REQUESTS
a - List every subject that the book review says the new Knausgaard collection covers.
b - Reproduce verbatim the part of the book review that begins with "In the Land" and ends with "of the form.".

PASSAGE PROVIDED

* * * * * * *

In the Land of the Cyclops by Karl Ove Knausgaard review – anaemic essays

The essay collection is having a moment. Weariness with the 20th-century novel’s puppet-show contrivances – to which Karl Ove Knausgaard’s My Struggle series was itself a response – has incited new interest in a hitherto marginal genre. Many are having a go at it, fewer are doing it well. Knausgaard’s new collection, which covers literature, contemporary art, photography, nature writing and loose cosmic musings, does not show him to be a first-rate practitioner of the form.

* * * * * * *

DATA SECTION
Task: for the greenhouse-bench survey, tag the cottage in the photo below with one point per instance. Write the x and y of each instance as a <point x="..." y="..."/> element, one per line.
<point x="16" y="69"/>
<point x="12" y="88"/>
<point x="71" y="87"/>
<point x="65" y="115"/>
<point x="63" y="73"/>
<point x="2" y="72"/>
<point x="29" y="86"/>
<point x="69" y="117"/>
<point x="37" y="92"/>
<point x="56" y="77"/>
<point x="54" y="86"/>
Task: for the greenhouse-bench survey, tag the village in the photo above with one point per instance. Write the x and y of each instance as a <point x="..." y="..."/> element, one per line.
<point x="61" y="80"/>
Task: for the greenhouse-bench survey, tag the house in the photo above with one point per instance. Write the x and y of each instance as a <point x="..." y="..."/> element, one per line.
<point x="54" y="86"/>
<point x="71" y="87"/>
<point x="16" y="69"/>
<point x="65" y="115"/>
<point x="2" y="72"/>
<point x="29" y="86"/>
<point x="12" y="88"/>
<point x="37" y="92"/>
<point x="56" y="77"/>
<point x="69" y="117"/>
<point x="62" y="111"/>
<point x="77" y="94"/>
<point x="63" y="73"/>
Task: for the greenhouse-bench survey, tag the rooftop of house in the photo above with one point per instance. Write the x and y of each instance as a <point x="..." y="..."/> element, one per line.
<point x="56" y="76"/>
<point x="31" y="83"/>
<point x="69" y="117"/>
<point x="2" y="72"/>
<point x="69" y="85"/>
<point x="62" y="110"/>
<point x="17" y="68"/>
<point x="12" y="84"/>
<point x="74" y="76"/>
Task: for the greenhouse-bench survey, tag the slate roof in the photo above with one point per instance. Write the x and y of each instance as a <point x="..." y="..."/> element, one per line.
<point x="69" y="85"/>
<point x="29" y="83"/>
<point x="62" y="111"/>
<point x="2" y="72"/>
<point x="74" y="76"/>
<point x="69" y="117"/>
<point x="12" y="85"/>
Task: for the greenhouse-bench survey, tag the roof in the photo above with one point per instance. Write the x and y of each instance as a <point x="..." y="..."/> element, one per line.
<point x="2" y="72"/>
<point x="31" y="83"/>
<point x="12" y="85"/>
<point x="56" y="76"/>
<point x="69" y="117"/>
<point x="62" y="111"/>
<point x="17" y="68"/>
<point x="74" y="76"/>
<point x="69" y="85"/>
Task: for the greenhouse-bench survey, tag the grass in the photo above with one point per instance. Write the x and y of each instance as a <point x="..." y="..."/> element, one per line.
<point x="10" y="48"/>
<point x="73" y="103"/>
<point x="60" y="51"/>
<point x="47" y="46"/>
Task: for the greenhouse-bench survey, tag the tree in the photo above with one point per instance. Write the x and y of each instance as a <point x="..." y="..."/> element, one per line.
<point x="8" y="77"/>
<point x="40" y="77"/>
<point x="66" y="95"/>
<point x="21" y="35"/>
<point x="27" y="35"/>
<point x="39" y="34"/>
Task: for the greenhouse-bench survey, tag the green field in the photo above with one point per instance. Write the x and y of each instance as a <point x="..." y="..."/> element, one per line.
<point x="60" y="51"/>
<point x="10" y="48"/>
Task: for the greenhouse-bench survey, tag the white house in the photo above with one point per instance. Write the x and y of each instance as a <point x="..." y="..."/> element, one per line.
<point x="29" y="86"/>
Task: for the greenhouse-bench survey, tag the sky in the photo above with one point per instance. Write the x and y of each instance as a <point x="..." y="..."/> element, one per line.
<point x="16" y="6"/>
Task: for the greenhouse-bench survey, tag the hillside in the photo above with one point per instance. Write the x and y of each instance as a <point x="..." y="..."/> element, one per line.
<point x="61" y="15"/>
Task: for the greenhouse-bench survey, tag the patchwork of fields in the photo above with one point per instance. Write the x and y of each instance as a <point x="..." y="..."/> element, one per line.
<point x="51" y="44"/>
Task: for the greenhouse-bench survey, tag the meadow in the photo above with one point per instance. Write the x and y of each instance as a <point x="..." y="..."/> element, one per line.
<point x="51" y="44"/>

* * * * * * *

SOLUTIONS IN ORDER
a -
- literature
- contemporary art
- photography
- nature writing
- loose cosmic musings

b -
In the Land of the Cyclops by Karl Ove Knausgaard review – anaemic essays

The essay collection is having a moment. Weariness with the 20th-century novel’s puppet-show contrivances – to which Karl Ove Knausgaard’s My Struggle series was itself a response – has incited new interest in a hitherto marginal genre. Many are having a go at it, fewer are doing it well. Knausgaard’s new collection, which covers literature, contemporary art, photography, nature writing and loose cosmic musings, does not show him to be a first-rate practitioner of the form.